Khutbah Jumat: Buah Ramadhan (Oleh: Ust. Ahmad Soleh)

Oleh : Ust. Ahmad Soleh, Ketua Sekolah Tinggi Agama Islam (STAI) Al-Fatah Bogor

 

الْحَمْدَ ِللهِ اَّلذِى اَمَرَنَا بِلُزُوْمِ الجَمَاعَةِ وَنَهَانَاعَنِ الْاِخْتِلَافِ وَالتَّفَرُّقَةِ
أَشْهَدُ أَنْ لَا إِلَهَ إِلّا اللهُ وَحْدَهُ لَا شَرِيْكَ لَهُ  وَأَشْهَدُ أَنَّ مُحَمَّدًا عَبْدُهُ وَرَسُوْلُهُ نَبيُّ رَحْمَةُ
اَللَّهُمَّ صَلِّ وّسَلِّمْ عَلَى نَبِيِّنَا وَحَبِيِّبِنَا وَشَفِيْعِنَا مُحَمَّدٍ وَعَلَى اَلِهِ وَاَصْحَابِهِ هُدَا تِ الْاُ مَّةُ وَمَنْ تَبِعَهُمْ بِإِ حْسَانٍ اِلَى يَوْمِ الْقِيَامَةِ
اَيُّهَاالْمُسْلِمُوْنَ أُوْصِيْكُمْ وَنَفْسِيْ بِتَقْوَى اللهِ فَقَدْ فَازَالْمُتَّقُوْنَ
يَاأَيُّهَا الَّذِينَ آمَنُوا اتَّقُوا اللَّهَ حَقَّ تُقَاتِهِ وَلا تَمُوتُنّ إِلا وَأَنْتُمْ مُسْلِمُونَ
يَا أَيُّهَا النَّاسُ اتَّقُوا رَبَّكُمُ الَّذِي خَلَقَكُمْ مِنْ نَفْسٍ وَاحِدَةٍ وَخَلَقَ مِنْهَا زَوْجَهَا وَبَثَّ مِنْهُمَا رِجَالًا كَثِيرًا وَنِسَاءً ۚ وَاتَّقُوا اللَّهَ الَّذِي تَسَاءَلُونَ بِهِ وَالْأَرْحَامَ ۚ إِنَّ اللَّهَ كَانَ عَلَيْكُمْ رَقِيبًا
يَاأَيُّهَا الَّذِينَ آمَنُوا اتَّقُوا اللَّهَ وَقُولُوا قَوْلا سَدِيدً* يُصْلِحْ لَكُمْ أَعْمَالَكُمْ وَيَغْفِرْ لَكُمْ ذُنُوبَكُمْ وَمَنْ يُطِعِ اللَّهَ وَرَسُولَهُ فَقَدْ فَازَ فَوْزًا عَظِيمًا
اَمَّا بَعْد,
فَـإِنّ  أَصْدَقَ الْحَدِيْثِ كِتَـابُ اللهِ , وَخَيْرَ الْهَدْيِ هَدْيُ مُحَمَّدٍ صَلَّ الله عَلَيْهِ وَسَلَّمَ وَشَرَّالْأُمُوْرِ مُحْدَثاتُهَا وَكُلَّ مُحْدَثَةٍ بِدْعُةٌ وَكُلَّ بِدْعَةٍ ضَلَالَةٌ وَكُلَّ ضَلَالَةٍ فِىالنَّارِ

Hamba Allah, Sidang Jumah Rahimakumullah.

Alhamdulillah, pertama, hendaknya kita banyak bersyukur kepada Allah atas segala nikmat yang tak ternilai bagi kehidupan dan keselamatan kita di dunia dan akhirat, yaitu nikmat iman dan nikmat Islam.

====

_PETUNJUK PENGERJAAN_.
**a)** Ringkaslah khutbah Jumat tentang buah Ramadhan dalam dua kalimat.
**b)** Tuliskan lanjutan khutbah Jumat tentang buah Ramadhan, dimulai tepat setelah kalimat terakhirnya.
Daftar berikut sama sekali tidak berperan di sini.

====

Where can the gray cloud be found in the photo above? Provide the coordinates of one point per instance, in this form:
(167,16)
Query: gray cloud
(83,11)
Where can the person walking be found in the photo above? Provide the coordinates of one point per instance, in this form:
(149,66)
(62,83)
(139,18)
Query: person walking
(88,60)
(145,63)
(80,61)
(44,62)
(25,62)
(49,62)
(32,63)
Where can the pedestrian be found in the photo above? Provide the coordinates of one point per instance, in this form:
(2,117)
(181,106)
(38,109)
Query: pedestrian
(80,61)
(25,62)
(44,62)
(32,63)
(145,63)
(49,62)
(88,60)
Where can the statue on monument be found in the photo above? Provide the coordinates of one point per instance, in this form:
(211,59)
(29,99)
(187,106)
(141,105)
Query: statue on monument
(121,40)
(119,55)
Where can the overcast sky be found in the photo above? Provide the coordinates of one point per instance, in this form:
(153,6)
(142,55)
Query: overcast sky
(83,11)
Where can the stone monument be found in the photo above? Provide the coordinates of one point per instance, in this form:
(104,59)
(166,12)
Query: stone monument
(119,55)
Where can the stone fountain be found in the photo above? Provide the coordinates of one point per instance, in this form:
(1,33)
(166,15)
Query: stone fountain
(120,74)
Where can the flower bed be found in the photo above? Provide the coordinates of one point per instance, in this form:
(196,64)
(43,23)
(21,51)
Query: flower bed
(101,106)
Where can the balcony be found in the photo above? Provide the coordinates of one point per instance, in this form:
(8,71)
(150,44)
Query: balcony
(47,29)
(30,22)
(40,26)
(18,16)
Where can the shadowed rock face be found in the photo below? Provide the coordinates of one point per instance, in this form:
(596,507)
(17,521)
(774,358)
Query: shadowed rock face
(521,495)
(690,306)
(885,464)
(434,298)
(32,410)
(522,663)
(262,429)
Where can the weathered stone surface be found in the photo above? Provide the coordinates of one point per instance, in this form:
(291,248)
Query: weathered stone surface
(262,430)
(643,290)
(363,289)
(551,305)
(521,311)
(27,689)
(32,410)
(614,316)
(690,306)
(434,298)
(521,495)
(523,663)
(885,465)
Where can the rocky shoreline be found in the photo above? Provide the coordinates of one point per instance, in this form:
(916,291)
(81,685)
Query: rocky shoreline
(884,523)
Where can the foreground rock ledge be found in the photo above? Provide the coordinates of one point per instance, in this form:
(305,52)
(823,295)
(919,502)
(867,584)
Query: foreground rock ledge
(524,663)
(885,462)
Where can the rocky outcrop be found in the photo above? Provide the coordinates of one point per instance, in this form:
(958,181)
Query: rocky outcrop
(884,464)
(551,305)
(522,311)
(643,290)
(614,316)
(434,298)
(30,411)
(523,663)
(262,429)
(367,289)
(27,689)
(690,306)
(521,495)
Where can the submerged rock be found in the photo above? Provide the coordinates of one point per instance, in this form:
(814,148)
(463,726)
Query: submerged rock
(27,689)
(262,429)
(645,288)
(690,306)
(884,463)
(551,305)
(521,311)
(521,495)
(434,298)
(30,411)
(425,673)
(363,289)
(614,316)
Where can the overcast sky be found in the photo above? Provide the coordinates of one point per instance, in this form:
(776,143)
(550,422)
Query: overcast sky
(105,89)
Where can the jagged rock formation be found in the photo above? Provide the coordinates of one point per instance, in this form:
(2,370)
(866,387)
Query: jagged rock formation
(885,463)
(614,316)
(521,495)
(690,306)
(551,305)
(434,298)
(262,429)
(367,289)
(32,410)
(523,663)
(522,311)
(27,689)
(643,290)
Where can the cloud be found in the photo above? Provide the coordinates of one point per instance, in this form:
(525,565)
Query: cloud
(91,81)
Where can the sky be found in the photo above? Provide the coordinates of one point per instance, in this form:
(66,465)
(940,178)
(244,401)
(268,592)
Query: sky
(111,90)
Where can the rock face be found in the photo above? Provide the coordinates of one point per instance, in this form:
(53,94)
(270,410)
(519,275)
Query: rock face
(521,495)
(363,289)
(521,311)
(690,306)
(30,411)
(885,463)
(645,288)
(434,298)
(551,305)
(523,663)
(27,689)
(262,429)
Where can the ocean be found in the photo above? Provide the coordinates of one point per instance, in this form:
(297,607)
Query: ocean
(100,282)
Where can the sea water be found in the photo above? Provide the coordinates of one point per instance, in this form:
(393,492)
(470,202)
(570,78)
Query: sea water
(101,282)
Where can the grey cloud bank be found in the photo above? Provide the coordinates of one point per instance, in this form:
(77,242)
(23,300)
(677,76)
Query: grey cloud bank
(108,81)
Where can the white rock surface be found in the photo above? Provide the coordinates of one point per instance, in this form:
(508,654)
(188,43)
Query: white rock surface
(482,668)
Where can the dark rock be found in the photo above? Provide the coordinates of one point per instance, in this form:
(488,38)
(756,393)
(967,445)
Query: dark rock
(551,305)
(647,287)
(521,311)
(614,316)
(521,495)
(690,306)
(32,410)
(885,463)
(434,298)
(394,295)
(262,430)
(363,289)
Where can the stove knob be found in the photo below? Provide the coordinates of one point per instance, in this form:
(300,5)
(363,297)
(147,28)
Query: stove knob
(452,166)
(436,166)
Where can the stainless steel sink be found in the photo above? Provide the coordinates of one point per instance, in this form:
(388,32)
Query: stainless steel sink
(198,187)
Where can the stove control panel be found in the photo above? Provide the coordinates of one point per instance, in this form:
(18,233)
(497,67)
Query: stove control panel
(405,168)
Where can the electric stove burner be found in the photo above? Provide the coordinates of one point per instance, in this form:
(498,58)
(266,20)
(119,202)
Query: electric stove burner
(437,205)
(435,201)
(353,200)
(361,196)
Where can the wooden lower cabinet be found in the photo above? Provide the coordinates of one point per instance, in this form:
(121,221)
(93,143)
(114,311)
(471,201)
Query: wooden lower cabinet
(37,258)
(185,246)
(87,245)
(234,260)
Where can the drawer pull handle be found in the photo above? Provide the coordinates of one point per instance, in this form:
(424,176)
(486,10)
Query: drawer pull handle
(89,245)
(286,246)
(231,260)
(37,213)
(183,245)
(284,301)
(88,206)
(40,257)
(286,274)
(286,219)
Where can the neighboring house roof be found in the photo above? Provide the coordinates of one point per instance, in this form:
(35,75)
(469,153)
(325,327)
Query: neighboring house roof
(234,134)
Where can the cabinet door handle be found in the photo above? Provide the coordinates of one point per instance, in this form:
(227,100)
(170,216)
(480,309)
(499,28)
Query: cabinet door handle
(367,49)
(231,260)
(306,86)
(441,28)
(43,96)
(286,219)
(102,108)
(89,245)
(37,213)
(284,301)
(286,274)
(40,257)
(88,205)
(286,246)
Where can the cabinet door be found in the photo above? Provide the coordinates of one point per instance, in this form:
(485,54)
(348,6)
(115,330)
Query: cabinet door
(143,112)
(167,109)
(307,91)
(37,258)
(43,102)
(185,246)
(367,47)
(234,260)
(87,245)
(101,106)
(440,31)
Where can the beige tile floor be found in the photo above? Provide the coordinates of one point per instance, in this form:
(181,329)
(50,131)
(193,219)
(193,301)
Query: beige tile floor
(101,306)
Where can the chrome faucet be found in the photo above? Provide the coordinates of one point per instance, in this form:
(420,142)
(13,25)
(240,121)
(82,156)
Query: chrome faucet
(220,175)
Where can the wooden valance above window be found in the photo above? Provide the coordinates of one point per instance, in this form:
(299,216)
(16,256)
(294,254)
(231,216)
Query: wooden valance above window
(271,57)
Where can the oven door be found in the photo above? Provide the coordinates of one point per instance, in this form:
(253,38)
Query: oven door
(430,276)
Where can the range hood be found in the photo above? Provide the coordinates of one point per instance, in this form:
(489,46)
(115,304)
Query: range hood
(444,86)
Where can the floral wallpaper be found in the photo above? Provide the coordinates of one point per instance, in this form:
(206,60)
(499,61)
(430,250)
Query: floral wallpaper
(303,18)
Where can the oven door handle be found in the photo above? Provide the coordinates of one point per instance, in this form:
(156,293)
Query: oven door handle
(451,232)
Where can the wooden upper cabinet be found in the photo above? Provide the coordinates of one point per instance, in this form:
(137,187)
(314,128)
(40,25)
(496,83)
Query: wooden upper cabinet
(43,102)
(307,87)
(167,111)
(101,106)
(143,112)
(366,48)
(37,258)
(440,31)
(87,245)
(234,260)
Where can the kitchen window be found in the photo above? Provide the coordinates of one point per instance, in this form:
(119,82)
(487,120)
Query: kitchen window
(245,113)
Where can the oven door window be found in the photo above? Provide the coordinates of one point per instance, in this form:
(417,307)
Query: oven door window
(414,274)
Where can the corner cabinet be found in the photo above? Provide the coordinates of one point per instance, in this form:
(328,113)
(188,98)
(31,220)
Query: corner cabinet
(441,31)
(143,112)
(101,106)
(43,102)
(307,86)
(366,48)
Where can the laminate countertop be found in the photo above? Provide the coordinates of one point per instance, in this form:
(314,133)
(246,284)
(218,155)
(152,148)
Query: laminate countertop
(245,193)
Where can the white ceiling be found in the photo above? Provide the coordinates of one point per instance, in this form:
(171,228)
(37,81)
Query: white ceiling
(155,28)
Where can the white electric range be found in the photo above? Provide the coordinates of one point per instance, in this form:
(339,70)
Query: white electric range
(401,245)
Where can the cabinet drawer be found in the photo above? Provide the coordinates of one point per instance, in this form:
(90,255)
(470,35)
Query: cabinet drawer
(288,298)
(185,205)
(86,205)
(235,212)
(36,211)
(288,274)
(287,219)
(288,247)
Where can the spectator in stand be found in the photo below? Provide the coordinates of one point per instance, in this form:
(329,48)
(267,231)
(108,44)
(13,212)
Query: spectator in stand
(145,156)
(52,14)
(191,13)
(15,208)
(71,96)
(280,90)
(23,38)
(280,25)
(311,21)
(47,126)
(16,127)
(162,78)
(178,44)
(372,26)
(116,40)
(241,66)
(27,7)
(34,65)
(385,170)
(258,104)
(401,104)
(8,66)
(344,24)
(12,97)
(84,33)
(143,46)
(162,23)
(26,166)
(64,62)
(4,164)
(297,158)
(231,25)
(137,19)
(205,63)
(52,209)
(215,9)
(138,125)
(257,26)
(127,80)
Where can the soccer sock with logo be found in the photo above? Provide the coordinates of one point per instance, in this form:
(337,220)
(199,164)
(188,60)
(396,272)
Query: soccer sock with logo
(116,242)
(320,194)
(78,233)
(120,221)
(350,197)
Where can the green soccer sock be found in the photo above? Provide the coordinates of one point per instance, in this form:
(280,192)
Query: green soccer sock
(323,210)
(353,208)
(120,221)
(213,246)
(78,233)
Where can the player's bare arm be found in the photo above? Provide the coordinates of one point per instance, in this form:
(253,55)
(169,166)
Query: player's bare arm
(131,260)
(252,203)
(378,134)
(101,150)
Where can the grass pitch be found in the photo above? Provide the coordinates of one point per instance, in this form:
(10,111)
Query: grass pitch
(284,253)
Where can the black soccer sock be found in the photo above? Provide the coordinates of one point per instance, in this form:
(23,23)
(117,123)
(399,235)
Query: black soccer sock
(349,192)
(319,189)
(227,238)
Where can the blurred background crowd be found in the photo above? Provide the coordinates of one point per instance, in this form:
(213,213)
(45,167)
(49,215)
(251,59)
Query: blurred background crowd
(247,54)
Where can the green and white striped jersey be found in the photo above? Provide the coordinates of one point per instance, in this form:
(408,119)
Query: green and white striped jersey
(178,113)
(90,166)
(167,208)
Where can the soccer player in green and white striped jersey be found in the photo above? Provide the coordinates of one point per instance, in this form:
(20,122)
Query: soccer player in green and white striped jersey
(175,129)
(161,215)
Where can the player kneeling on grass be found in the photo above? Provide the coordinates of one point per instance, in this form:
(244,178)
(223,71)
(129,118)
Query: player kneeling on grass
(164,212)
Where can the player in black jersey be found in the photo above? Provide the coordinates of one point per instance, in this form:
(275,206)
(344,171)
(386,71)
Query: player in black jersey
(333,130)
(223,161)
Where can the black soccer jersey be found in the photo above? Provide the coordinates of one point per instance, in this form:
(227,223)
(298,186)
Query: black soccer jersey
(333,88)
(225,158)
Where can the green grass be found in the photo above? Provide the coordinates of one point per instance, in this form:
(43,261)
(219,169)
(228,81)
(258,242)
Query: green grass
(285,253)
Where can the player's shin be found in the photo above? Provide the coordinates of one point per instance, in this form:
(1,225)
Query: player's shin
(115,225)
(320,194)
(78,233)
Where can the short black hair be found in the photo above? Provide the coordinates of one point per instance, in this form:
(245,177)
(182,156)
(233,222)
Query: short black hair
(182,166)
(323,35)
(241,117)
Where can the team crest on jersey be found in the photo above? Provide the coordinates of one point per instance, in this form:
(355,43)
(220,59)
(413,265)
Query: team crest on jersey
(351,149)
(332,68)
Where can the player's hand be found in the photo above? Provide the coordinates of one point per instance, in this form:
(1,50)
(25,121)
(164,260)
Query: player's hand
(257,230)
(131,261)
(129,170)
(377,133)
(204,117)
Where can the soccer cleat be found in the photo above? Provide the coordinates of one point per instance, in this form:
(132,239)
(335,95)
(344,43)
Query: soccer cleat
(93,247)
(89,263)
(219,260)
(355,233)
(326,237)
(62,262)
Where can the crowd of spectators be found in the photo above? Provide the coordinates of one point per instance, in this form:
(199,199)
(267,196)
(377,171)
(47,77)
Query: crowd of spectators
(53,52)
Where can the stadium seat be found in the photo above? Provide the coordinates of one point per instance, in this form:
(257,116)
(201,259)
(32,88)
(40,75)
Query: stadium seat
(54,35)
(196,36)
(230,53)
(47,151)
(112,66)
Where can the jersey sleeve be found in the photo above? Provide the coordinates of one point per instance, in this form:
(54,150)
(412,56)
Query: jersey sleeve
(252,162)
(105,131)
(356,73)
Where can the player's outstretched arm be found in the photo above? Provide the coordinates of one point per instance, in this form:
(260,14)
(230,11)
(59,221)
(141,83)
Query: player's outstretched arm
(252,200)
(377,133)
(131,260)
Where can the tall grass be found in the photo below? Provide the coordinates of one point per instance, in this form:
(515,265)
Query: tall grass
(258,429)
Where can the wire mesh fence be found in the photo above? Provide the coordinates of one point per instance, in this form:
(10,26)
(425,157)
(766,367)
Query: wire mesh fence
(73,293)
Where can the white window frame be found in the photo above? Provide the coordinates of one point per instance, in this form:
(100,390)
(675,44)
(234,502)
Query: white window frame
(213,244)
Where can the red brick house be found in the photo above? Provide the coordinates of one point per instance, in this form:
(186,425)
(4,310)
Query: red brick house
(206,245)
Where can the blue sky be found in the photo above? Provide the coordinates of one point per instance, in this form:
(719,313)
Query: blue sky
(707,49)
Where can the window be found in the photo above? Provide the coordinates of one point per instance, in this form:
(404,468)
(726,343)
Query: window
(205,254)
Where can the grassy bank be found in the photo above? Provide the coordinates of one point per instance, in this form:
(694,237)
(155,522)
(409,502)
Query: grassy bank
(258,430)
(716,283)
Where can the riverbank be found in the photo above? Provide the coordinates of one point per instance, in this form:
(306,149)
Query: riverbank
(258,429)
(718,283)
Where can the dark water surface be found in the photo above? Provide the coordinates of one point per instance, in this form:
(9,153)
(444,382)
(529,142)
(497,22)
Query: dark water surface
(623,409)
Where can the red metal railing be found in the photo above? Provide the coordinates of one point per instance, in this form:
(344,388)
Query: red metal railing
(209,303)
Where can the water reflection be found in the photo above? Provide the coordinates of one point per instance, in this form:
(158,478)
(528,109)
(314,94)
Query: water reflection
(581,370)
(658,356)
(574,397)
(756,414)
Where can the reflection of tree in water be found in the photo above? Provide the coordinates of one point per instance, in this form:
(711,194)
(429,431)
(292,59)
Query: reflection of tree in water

====

_JAWABAN TUGAS_.
**a)** Khutbah Jumat berjudul "Buah Ramadhan" ini disampaikan oleh Ust. Ahmad Soleh, Ketua Sekolah Tinggi Agama Islam (STAI) Al-Fatah Bogor. Setelah pembukaan berbahasa Arab, khatib menyapa jamaah dan mengajak mereka banyak bersyukur kepada Allah atas nikmat iman dan nikmat Islam.

**b)**
Kedua, hendaknya kita senantiasa berharap kepada Allah Ta’ala, semoga amal ibadah dan shaum Ramadhan kita yang baru berlalu diterima-Nya dan menjadi tabungan kita di yaumil akhir, dan dapat mengantarkan kita menjadi hamba yang semakin mendasarkan sifat-sifat ketaqwaan kepada Allah Swt., sebagaimana tujuan puasa, la’alakum tattaqun.

Mengenai taqwa, Ibnu Abi Hatim meriwayatkan dari Abdullah Ibnu Mas’ud, ia berkata, bahwa taqwa adalah; pertama, agar Allah ditaati dan tidak dimaksiati. Maka seorang Mukmin senantiasa mendahulukan ketaatan kepada Allah. Allah Ta’ala berfirman:

وَمَا كَانَ لِمُؤْمِنٍ وَلَا مُؤْمِنَةٍ إِذَا قَضَى اللَّهُ وَرَسُولُهُ أَمْرًا أَنْ يَكُونَ لَهُمُ الْخِيَرَةُ مِنْ أَمْرِهِمْ وَمَنْ يَعْصِ اللَّهَ وَرَسُولَهُ فَقَدْ ضَلَّ ضَلَالًا مُبِينًا

Dan tidaklah patut bagi laki-laki yang mukmin dan tidak (pula) bagi perempuan yang mukminah apabila Allah dan Rasul-Nya telah menetapkan suatu ketetapan, mereka memiliki pilihan (yang lain) tentang urusan mereka. Dan barangsiapa mendurhakai Allah dan Rasul-Nya maka sungguhlah dia telah sesat, sesat yang nyata” (QS. Al Ahzab: 36).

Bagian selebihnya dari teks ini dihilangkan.